Start of PASSAGE FOR REVIEW
The DNA concentration was also analyzed in the different zones of the subchondral bone (Figure 6). In the superficial zone, a remarkable reduction of DNA concentration in the LPL, HPL, and HSC groups was observed in the control group, with mean values of 72.58, 63.48, and 95.23 ng/μL, respectively, compared to 205.85 ng/μL in fresh OCAs, reaching reductions of 64.74% (p = 0.0010), 69.16% (p = 0.0005), and 53.74% (p = 0.0063). In the middle zone, a remarkable reduction of DNA concentration in the HSC groups was observed compared to the control group, with a mean of 76.48 ng/μL compared to 234.18 ng/μL in fresh OCAs, reaching 67.34% (p < 0.0001) reduction. Furthermore, the DNA concentration in the HSC group was lower than that in the LPL (p = 0.0009) and HPL (p = 0.0008) groups. In the deep zone, a remarkable reduction of DNA concentration in the HSC groups was observed compared to the control group, with a mean of 68.70 ng/μL compared to 249.90 ng/μL in fresh OCAs, reaching 72.52% (p < 0.0001) reduction. Additionally, the DNA concentration in the HSC group was lower than that in the LPL (p = 0.0003) and HPL (p = 0.0003) groups. Overall, a remarkable reduction of DNA concentration in the LPL, HPL, and HSC groups compared to the control group was observed, with a mean of 142.68, 140.99, and 80.14 ng/μL, respectively, compared to 229.98 ng/μL in fresh OCAs, reaching reductions of 37.96% (p = 0.0005), 38.69% (p = 0.0004), and 65.15% (p < 0.0001). Additionally, the DNA concentration in the HSC group was lower than that in the LPL (p = 0.0044) and HPL (p = 0.0053) groups. However, there were no significant differences in DNA concentrations among the saline, ultrasound, VV, or control groups (Figure 6).
End of PASSAGE FOR REVIEW
REQUIRED WORK: From the passage on DNA concentration in subchondral bone, list every mean DNA concentration it gives for fresh OCAs, along with the zone or summary each belongs to. The data that come next have nothing to do with the passage on DNA concentration in subchondral bone.
Start of RAW DATA
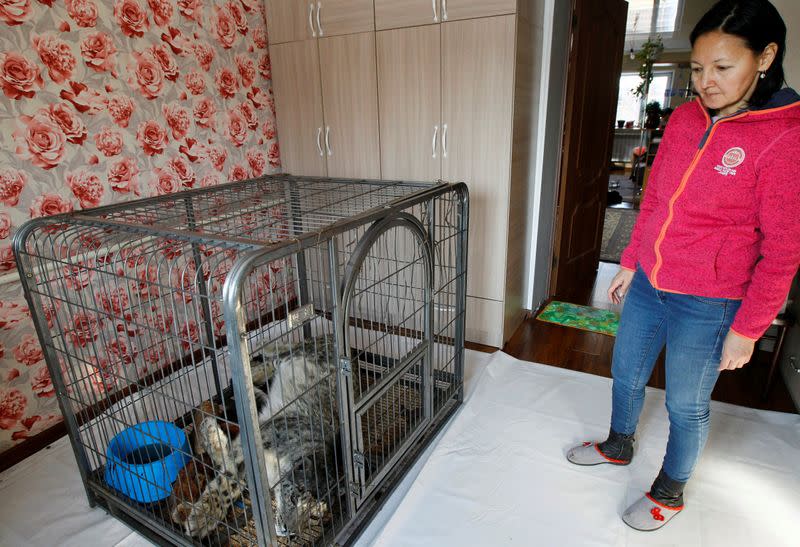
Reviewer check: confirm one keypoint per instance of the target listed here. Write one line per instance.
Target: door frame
(556, 49)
End of RAW DATA
RESPONSE AREA:
- Superficial zone: 205.85 ng/μL
- Middle zone: 234.18 ng/μL
- Deep zone: 249.90 ng/μL
- Overall: 229.98 ng/μL